**PROBLEM STATEMENT**
Search the material below for the string "leafy" and extract each line that has it.

** Opening SUPPLIED MATERIAL block **

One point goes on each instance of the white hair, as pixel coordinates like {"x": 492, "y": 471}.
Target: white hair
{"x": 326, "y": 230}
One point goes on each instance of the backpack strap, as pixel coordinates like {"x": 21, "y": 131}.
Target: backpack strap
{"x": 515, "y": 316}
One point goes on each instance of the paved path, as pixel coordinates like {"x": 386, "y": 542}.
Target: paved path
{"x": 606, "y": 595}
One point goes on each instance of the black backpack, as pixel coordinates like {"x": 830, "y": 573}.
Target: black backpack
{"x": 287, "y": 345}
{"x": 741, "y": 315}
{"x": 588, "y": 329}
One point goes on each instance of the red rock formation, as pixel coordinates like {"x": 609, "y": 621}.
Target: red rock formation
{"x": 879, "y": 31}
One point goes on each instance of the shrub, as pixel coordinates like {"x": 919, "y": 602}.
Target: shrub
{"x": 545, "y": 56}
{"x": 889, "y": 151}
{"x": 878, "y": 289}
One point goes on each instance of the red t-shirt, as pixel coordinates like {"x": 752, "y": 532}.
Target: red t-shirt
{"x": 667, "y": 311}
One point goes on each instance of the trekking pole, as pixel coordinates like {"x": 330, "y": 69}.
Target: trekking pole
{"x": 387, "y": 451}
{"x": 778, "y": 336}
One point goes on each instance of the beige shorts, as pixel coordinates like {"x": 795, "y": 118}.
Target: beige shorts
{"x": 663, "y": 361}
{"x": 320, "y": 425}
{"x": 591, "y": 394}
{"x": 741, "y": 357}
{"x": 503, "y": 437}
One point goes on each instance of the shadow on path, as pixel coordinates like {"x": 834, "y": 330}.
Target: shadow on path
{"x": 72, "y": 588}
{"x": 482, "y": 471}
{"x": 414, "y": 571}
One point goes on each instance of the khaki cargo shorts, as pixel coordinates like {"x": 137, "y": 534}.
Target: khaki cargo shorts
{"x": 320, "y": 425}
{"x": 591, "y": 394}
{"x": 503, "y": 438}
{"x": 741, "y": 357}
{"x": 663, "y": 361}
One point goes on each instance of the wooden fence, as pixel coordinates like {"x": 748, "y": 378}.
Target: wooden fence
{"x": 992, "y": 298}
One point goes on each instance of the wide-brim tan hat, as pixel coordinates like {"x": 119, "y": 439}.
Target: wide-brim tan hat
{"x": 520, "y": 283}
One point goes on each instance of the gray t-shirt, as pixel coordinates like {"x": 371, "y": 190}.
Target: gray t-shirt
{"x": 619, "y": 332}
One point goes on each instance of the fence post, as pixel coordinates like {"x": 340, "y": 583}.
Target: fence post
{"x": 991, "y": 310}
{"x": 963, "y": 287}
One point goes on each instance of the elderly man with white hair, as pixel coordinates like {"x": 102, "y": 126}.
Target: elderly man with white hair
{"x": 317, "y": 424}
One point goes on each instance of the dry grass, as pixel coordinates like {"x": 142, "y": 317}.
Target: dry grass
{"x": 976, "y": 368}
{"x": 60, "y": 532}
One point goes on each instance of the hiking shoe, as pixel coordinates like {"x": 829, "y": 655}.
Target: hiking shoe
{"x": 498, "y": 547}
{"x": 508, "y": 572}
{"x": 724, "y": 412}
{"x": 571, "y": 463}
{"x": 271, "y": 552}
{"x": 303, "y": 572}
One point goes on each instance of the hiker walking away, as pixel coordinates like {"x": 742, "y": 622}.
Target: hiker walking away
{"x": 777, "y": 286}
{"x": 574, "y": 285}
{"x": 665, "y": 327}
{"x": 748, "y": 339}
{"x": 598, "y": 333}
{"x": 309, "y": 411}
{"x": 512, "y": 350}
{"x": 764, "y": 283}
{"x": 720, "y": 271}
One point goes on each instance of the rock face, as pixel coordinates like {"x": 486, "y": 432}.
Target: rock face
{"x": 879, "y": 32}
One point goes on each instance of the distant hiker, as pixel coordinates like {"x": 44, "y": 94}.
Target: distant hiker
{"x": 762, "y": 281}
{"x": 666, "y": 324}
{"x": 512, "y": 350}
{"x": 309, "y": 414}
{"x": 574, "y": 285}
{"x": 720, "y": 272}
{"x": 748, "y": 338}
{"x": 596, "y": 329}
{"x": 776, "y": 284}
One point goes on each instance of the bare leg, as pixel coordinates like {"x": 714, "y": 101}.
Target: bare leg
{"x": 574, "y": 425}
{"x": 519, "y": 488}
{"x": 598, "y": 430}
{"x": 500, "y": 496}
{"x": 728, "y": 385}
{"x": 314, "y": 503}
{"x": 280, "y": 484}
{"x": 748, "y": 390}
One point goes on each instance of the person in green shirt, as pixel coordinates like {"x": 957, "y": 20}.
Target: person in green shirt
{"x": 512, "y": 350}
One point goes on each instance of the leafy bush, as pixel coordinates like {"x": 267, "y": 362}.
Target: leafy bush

** Closing SUPPLIED MATERIAL block **

**WORKED SOLUTION**
One point goes on each instance of the leafy bush, as pixel coordinates like {"x": 267, "y": 362}.
Target: leafy bush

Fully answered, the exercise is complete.